--- Start Data provided ---

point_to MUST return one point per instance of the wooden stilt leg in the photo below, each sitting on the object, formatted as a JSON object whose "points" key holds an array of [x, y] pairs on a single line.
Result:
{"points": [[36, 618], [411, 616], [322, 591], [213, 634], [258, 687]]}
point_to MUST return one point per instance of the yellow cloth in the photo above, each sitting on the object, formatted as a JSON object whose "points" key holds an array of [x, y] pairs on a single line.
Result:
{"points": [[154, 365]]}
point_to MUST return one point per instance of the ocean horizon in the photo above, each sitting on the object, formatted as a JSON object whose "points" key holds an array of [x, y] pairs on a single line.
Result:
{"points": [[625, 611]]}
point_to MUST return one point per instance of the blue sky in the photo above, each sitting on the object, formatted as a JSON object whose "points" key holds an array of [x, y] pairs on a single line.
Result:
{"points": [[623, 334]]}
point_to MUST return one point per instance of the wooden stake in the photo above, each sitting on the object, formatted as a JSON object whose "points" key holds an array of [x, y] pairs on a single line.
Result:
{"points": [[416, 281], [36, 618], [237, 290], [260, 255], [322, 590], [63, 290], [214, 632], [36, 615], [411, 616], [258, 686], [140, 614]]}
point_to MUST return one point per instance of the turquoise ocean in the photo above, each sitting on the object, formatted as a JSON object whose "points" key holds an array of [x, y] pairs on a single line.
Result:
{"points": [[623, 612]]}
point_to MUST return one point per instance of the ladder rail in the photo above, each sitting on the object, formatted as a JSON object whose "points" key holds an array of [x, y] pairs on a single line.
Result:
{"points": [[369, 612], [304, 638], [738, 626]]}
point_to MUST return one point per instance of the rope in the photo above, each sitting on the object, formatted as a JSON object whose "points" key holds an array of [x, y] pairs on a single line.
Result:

--- End Data provided ---

**Given instruction:** Could you format every line of the listing above as a numbered list, leaving out any blank lines?

**Solution to the problem:**
1. point_to MUST return one point per instance of the wooden stilt leg in the photo below, each sitting on the object, formatted as a JSON object whose "points" key holds an array of [x, y] pairs on a single line.
2. Result:
3. {"points": [[36, 618], [411, 616], [322, 591], [213, 634], [258, 687]]}
4. point_to MUST return one point per instance of the yellow cloth in the photo above, each sitting on the object, formatted as a JSON object whose "points" key holds an array of [x, y] pairs on a single line.
5. Result:
6. {"points": [[154, 365]]}
7. point_to MUST return one point per instance of the ocean horizon in the photo above, each sitting on the object, formatted as a JSON object whose "points" key holds an array of [x, y] pairs on a single line.
8. Result:
9. {"points": [[625, 611]]}
10. point_to MUST return one point per instance of the blue sky in the photo above, each sitting on the object, formatted as a JSON object whose "points" key holds an array of [x, y] pairs on a single line.
11. Result:
12. {"points": [[623, 334]]}
13. point_to MUST return one point per instance of the wooden stake in the photo above, each sitting on the object, formatted as a JSON object whose "points" key holds an array of [x, y] pairs on a single line.
14. Result:
15. {"points": [[416, 281], [36, 618], [237, 290], [260, 255], [322, 590], [63, 290], [214, 632], [36, 615], [411, 616], [258, 686], [140, 614]]}
16. point_to MUST return one point per instance of the turquoise ocean in the photo above, each sitting on the object, formatted as a JSON object whose "points" key holds an array of [x, y] pairs on a single line.
17. Result:
18. {"points": [[623, 612]]}
19. point_to MUST return one point per instance of the ladder rail in the photo above, each sitting on the object, formatted as a JSON object whose "points" key holds an array of [x, y] pairs on a single line.
20. Result:
21. {"points": [[369, 612], [304, 638], [738, 626]]}
22. point_to MUST return one point per instance of the rope in the photo above, each sitting on the object, formatted as a JSON object whose "points" key holds an array of [x, y] pairs on a single line.
23. Result:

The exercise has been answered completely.